(Source passage)
=== Section Start ===

When Sarah Merriman was born her parents were devastated to learn she had Down's Syndrome. But now she has a job, a boyfriend and a happy, independent life

April 26, 2018 08:55
last Foxes visit

By

Gerald Jacobs,

Gerald Jacobs

6 min read

In the early 20th century, Francis Crookshank, a Fellow of the Royal College of Physicians, achieved a degree of prominence through his written work on medicine, psychology, philosophy and history. His first book bore the surreal title, Flatulence and Shock.

But he was best known for a book called The Mongol in our Midst, published in 1924, in which he wrote: “Mongolian imbeciles are usually the offspring of feeble, immature or exhausted parents… Sometimes there is a clear history of maternal ill-health, debility or privation. Sometimes there is parental syphilis.”

Crookshank’s words are quoted in a new book, A Major Adjustment, by biographer and comedy writer Andy Merriman, to demonstrate how harmful the ignorant or malicious misuse of language can be — especially by “experts”. Which is just one of the many enlightening points Merriman makes in this follow-up to his 1999 publication, A Minor Adjustment.

=== Section End ===

(Supplied information)

=== Section Start ===

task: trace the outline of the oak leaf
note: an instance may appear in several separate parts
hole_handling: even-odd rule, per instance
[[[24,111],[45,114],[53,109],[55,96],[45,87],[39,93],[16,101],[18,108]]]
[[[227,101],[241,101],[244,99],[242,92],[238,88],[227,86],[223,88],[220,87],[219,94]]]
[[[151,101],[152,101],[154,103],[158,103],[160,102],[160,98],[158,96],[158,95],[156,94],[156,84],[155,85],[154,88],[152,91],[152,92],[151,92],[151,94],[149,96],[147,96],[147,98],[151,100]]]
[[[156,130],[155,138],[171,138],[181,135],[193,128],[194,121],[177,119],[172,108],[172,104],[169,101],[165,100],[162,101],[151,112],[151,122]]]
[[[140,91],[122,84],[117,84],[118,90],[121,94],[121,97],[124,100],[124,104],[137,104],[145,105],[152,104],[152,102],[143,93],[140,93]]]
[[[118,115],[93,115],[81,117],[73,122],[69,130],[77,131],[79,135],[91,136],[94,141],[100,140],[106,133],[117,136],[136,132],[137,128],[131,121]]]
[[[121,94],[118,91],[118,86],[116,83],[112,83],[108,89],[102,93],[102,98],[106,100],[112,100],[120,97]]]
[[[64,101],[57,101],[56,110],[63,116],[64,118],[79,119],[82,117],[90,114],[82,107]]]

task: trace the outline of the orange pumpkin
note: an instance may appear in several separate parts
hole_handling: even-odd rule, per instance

=== Section End ===

(Task to complete)
Could you copy the entire article excerpt about Sarah Merriman and the book A Major Adjustment word for word?

(Reply)
When Sarah Merriman was born her parents were devastated to learn she had Down's Syndrome. But now she has a job, a boyfriend and a happy, independent life

April 26, 2018 08:55
last Foxes visit

By

Gerald Jacobs,

Gerald Jacobs

6 min read

In the early 20th century, Francis Crookshank, a Fellow of the Royal College of Physicians, achieved a degree of prominence through his written work on medicine, psychology, philosophy and history. His first book bore the surreal title, Flatulence and Shock.

But he was best known for a book called The Mongol in our Midst, published in 1924, in which he wrote: “Mongolian imbeciles are usually the offspring of feeble, immature or exhausted parents… Sometimes there is a clear history of maternal ill-health, debility or privation. Sometimes there is parental syphilis.”

Crookshank’s words are quoted in a new book, A Major Adjustment, by biographer and comedy writer Andy Merriman, to demonstrate how harmful the ignorant or malicious misuse of language can be — especially by “experts”. Which is just one of the many enlightening points Merriman makes in this follow-up to his 1999 publication, A Minor Adjustment.